▸ **Exercise goal**
Nothing but the lines from the one showing "query: what to locate" through the final line of the data below belongs in the answer, duplicated exactly and without pictures.

▸ **Supplied information**
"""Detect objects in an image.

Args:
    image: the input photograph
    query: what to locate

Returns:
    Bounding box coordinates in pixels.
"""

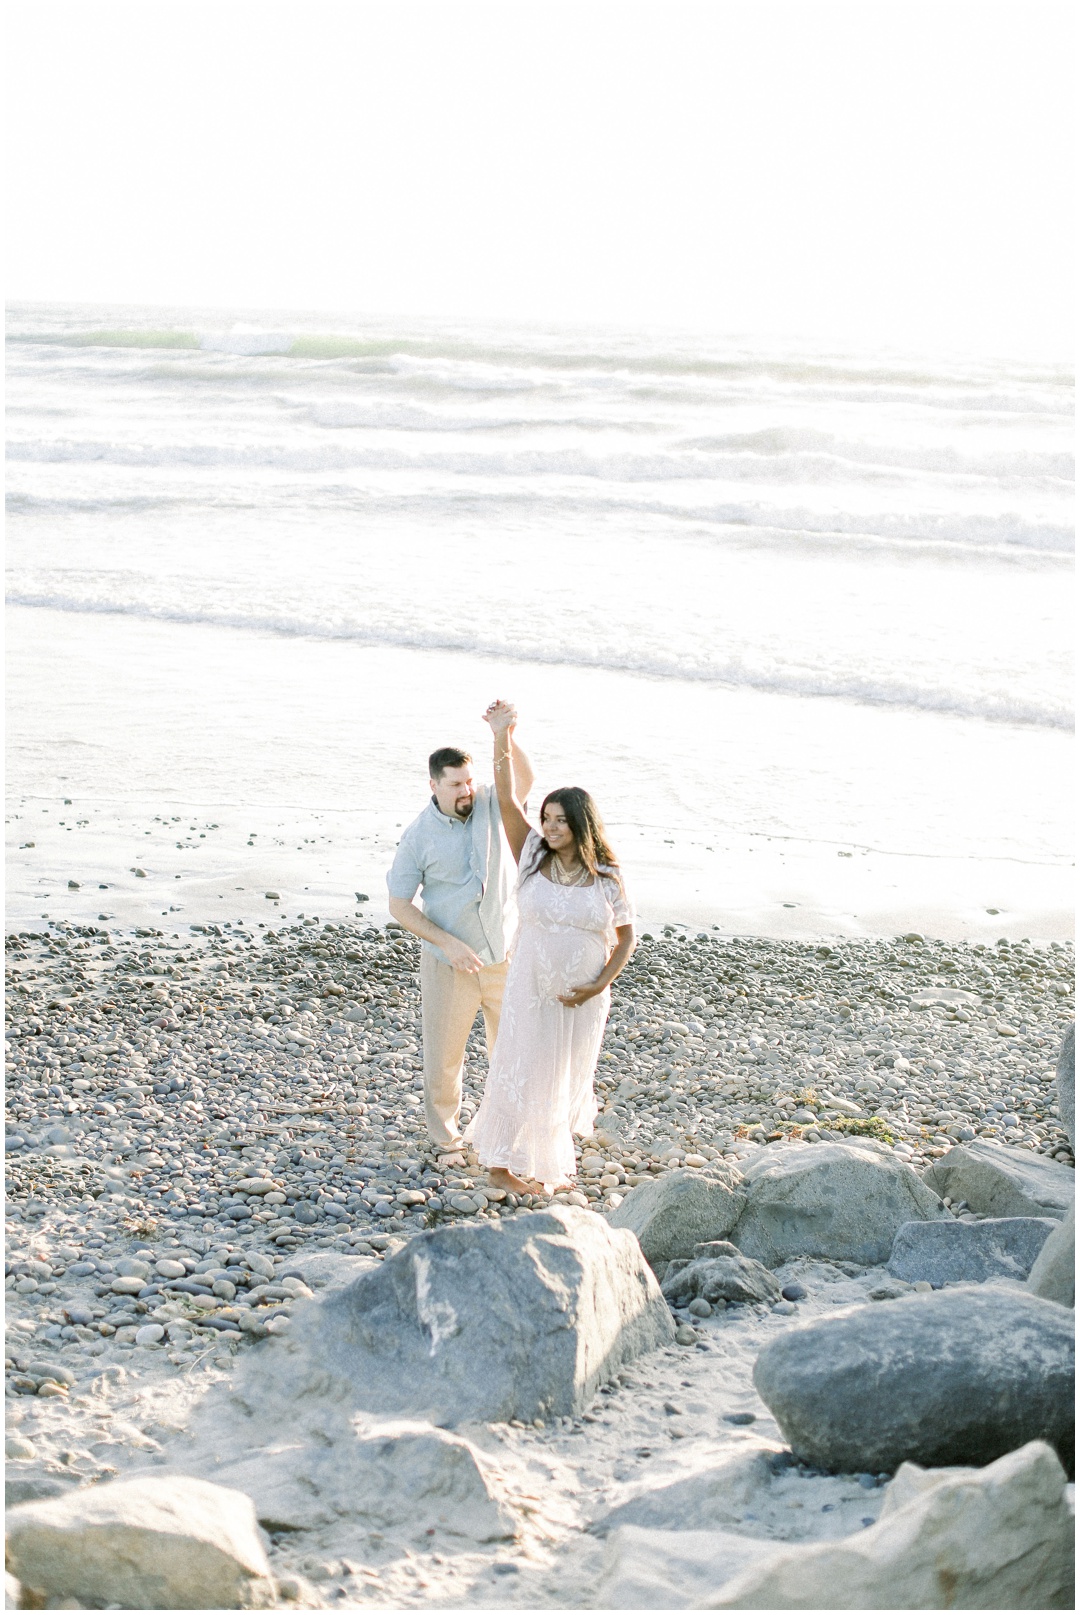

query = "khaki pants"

▸ **Result for this exercise**
    query: what to locate

Returns:
    Bounding box coordinates in pixels.
"""


query = "khaki pants"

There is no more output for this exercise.